-- START OF Data shown --
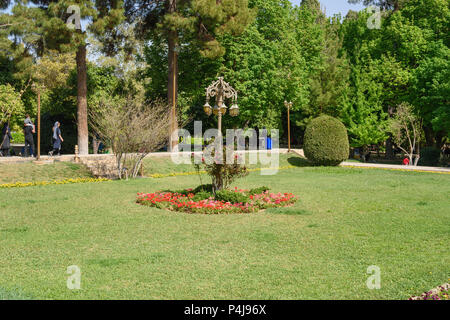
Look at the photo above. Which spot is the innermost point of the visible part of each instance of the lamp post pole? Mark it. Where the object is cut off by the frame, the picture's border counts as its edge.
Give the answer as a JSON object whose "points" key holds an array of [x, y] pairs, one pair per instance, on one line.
{"points": [[288, 106], [221, 90]]}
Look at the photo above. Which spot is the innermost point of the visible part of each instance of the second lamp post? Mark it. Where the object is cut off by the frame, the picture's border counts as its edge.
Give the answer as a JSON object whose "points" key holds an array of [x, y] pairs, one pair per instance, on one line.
{"points": [[221, 90]]}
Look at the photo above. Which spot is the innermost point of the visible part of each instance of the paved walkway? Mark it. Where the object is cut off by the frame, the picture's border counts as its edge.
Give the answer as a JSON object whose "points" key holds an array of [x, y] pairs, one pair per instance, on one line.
{"points": [[394, 167], [71, 157]]}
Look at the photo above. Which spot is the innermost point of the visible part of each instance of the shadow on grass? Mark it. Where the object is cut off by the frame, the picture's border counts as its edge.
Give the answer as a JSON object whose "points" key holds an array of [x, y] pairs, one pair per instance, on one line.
{"points": [[14, 294], [299, 162], [289, 211]]}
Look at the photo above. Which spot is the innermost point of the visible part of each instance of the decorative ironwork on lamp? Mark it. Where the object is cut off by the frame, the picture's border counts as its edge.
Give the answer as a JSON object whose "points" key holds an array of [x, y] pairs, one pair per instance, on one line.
{"points": [[221, 90]]}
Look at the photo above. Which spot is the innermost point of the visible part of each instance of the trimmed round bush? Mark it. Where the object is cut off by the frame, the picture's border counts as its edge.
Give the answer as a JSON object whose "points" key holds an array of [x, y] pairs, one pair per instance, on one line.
{"points": [[326, 141]]}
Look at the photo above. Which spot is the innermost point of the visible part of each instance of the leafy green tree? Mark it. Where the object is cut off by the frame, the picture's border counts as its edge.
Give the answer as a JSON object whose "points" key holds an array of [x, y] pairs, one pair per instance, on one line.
{"points": [[45, 27]]}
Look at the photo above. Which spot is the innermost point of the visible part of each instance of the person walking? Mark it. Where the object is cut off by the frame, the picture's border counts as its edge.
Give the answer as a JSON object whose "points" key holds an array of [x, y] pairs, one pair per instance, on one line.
{"points": [[57, 139], [28, 132], [5, 140]]}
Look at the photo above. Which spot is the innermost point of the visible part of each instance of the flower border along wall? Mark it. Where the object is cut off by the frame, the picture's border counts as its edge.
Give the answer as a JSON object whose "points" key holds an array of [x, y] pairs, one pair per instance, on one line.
{"points": [[225, 201]]}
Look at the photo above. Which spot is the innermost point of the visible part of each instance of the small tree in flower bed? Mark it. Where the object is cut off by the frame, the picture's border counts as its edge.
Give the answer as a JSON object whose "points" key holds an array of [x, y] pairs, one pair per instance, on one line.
{"points": [[188, 201], [223, 167]]}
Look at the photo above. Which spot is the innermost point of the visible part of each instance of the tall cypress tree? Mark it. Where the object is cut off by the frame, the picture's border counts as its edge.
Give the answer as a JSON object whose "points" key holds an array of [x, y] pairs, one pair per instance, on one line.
{"points": [[188, 21], [44, 27]]}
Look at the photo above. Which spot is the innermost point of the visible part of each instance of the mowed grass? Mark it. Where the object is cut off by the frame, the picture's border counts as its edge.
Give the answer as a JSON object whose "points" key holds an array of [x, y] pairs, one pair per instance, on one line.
{"points": [[346, 220], [29, 171]]}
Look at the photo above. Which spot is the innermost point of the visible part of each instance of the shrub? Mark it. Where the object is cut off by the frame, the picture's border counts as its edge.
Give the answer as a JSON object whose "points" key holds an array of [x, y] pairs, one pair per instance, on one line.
{"points": [[429, 156], [326, 141], [231, 196]]}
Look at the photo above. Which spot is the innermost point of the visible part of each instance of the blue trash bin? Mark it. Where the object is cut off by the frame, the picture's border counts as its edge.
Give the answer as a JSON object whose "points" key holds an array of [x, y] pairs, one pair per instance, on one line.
{"points": [[269, 143]]}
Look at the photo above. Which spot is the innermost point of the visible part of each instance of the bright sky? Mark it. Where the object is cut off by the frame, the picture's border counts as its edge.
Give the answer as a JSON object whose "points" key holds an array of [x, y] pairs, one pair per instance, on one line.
{"points": [[336, 6], [331, 6]]}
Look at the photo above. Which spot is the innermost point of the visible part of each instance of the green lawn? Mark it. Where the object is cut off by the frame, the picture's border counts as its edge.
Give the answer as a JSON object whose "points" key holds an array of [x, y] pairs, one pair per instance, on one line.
{"points": [[346, 220]]}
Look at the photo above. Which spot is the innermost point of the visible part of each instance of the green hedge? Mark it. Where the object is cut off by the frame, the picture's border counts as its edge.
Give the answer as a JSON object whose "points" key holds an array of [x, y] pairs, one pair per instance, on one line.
{"points": [[326, 141]]}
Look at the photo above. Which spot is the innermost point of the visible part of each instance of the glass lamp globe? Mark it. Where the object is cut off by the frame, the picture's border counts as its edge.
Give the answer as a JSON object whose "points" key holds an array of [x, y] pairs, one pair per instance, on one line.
{"points": [[234, 110], [223, 109], [216, 110], [207, 108]]}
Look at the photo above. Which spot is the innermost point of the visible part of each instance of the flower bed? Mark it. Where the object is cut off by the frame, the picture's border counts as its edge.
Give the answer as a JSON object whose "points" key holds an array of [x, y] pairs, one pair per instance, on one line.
{"points": [[191, 201]]}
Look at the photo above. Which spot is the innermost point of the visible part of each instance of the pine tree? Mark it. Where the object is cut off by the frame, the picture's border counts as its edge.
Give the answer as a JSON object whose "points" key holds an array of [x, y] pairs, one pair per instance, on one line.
{"points": [[45, 28]]}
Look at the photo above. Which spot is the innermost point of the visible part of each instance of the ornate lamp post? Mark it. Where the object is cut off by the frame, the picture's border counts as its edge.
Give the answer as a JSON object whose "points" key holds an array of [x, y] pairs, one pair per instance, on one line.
{"points": [[37, 89], [221, 90], [289, 106]]}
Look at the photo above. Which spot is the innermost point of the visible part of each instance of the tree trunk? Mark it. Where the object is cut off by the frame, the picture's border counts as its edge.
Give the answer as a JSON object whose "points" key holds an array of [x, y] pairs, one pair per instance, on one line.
{"points": [[429, 136], [172, 83], [83, 133], [389, 149]]}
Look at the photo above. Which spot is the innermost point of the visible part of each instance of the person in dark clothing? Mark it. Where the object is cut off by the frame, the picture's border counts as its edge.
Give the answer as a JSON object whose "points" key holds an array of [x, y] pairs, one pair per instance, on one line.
{"points": [[5, 140], [28, 131], [57, 139]]}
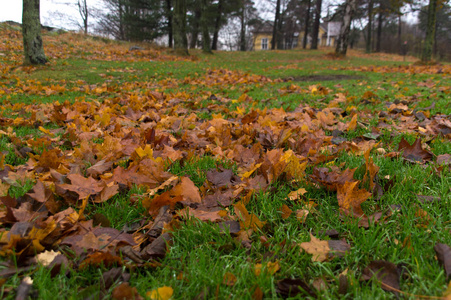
-- END OF Data shown --
* **Problem description**
Count the lines in the listing above that contain the string "green". Reply with the number only.

* **Final result**
3